_SET PROBLEM:_
Pick out each line below that contains the word "leaf" and copy it. Matching is case-sensitive.

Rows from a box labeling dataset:
* * * *

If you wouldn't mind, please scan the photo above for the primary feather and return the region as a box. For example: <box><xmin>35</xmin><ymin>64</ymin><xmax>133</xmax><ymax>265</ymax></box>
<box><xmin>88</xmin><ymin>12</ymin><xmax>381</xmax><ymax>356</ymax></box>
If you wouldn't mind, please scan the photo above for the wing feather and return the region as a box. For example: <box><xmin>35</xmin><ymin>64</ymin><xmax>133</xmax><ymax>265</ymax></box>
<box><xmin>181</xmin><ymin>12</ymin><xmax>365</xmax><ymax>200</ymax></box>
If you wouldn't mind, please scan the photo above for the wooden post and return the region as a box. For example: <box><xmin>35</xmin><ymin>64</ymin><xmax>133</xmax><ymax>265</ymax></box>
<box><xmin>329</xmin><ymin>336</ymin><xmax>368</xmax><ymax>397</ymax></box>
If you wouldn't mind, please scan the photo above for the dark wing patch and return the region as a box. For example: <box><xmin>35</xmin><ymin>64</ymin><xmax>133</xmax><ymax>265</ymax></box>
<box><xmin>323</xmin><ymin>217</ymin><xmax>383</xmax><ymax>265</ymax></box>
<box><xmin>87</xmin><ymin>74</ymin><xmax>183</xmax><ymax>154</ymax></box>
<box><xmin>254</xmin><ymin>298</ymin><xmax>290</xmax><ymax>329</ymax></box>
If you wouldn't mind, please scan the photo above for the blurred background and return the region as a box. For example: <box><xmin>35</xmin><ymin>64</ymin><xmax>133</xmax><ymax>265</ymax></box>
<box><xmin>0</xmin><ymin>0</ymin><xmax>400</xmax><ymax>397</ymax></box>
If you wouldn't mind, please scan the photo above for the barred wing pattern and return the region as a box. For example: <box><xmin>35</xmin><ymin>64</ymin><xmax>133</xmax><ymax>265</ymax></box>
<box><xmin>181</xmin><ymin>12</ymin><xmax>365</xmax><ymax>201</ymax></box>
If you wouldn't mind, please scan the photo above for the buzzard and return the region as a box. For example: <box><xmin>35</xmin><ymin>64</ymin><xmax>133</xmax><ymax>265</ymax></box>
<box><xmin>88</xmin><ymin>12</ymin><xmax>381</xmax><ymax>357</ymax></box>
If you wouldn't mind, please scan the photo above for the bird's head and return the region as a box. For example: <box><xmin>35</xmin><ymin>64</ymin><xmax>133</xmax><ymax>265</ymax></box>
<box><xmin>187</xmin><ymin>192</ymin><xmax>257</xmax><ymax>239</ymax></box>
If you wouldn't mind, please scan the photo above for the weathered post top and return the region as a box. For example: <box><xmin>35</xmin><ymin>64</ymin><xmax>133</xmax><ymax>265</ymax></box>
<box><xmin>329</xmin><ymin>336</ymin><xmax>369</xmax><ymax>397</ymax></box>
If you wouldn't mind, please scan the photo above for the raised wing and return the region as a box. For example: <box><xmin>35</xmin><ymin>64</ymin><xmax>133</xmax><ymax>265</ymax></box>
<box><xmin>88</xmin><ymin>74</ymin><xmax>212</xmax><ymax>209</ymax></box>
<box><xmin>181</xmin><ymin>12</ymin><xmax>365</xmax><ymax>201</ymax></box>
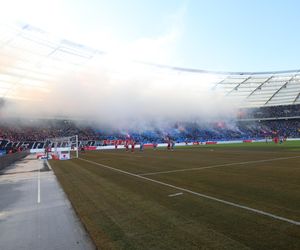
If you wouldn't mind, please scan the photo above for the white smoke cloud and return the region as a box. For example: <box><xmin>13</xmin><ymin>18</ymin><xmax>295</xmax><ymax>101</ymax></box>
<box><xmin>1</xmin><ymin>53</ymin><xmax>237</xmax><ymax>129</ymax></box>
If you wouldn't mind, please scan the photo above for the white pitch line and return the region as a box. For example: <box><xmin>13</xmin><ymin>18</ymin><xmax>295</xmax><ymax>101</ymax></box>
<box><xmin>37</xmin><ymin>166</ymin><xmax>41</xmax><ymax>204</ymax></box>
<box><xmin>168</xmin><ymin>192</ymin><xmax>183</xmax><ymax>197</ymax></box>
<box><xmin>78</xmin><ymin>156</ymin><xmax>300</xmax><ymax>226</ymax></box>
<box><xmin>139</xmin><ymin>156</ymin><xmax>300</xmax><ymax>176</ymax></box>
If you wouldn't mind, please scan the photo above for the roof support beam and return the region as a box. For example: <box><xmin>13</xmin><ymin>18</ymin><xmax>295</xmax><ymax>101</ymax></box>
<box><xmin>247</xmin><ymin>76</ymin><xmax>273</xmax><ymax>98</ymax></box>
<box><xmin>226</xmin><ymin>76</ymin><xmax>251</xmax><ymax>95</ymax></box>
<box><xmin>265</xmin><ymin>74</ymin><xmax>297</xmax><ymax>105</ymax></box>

* * * *

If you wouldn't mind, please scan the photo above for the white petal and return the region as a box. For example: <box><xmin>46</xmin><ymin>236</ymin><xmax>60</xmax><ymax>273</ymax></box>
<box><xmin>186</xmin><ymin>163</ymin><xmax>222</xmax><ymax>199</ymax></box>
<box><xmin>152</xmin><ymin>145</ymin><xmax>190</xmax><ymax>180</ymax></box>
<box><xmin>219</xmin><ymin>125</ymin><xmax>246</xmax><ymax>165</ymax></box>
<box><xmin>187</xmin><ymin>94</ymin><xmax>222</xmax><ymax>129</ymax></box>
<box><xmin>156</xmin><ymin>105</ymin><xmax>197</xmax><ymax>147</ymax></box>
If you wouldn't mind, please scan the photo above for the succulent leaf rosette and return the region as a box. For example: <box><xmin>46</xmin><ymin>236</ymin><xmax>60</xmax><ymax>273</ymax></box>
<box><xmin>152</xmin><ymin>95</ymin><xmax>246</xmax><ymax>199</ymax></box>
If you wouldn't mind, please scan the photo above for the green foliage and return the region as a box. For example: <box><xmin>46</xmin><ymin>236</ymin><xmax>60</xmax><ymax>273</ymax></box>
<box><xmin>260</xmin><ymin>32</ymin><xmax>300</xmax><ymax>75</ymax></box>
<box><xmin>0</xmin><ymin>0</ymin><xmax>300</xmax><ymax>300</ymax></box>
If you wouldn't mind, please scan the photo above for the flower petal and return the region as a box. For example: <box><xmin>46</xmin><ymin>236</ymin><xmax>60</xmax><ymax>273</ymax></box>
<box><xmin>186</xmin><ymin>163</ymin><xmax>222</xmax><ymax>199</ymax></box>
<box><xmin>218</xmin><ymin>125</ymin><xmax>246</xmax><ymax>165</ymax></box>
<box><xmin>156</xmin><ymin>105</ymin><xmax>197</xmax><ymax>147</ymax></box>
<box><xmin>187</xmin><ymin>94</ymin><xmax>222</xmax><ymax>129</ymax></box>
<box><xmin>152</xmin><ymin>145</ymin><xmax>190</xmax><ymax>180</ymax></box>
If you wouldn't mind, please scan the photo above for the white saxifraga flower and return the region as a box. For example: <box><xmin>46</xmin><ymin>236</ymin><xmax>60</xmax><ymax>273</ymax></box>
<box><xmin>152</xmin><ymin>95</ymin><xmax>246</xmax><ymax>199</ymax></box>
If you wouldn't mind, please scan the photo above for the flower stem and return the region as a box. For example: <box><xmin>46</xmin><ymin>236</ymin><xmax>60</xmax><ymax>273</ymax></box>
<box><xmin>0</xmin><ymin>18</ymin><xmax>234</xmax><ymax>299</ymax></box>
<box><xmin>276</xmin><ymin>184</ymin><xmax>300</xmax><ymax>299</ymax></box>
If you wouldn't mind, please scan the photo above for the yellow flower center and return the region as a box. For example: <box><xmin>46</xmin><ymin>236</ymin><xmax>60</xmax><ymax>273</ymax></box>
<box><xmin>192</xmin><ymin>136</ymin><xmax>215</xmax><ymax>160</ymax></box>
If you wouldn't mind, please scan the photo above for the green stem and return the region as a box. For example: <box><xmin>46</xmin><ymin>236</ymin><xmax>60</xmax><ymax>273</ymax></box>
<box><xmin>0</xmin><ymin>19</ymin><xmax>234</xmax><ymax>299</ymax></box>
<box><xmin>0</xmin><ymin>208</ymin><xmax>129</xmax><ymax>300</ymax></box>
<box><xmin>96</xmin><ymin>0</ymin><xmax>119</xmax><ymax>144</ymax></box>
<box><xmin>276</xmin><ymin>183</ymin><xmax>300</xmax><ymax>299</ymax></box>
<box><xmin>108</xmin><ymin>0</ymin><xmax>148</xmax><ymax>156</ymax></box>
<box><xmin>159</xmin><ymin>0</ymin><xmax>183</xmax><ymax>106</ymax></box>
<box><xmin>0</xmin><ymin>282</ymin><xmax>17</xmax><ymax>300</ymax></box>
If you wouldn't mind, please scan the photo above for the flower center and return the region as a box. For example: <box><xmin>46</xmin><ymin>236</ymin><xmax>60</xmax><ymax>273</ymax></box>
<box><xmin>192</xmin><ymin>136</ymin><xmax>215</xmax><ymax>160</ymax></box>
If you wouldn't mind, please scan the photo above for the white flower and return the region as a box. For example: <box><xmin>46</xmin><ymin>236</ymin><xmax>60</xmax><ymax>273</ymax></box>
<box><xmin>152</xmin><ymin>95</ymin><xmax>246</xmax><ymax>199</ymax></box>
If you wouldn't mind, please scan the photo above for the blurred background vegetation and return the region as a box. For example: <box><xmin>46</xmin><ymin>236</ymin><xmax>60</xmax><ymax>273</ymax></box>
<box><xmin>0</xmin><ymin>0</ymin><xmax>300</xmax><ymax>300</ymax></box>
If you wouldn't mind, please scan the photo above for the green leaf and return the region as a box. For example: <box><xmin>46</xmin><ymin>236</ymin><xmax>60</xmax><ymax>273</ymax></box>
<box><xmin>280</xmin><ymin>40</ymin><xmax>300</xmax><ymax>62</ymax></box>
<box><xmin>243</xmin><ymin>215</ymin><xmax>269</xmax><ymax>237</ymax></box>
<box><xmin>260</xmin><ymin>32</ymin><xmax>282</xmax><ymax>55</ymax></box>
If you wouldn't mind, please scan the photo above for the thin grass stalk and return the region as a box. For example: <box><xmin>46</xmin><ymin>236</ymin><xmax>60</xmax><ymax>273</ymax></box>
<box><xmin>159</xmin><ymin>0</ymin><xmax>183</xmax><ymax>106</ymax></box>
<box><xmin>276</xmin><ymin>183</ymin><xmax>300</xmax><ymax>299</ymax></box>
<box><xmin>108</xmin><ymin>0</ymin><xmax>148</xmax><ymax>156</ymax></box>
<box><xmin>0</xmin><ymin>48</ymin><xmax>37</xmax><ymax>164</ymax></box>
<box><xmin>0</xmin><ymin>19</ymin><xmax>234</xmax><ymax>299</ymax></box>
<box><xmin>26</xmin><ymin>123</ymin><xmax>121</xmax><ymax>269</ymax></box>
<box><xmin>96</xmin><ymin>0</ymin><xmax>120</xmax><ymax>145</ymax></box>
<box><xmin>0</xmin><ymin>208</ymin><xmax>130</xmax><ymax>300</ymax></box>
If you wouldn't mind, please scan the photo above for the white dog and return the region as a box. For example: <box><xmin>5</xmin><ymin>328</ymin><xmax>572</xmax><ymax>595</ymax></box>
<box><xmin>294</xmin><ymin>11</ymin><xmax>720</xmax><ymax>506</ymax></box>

* * * *

_EXPECTED OUTPUT:_
If you wouldn't mind, please scan the photo above for the succulent leaf rosette and return the region as a box. For example: <box><xmin>46</xmin><ymin>236</ymin><xmax>60</xmax><ymax>273</ymax></box>
If you wouldn't mind, please scan the photo above for the green leaf and return the region as a box. For example: <box><xmin>46</xmin><ymin>236</ymin><xmax>60</xmax><ymax>273</ymax></box>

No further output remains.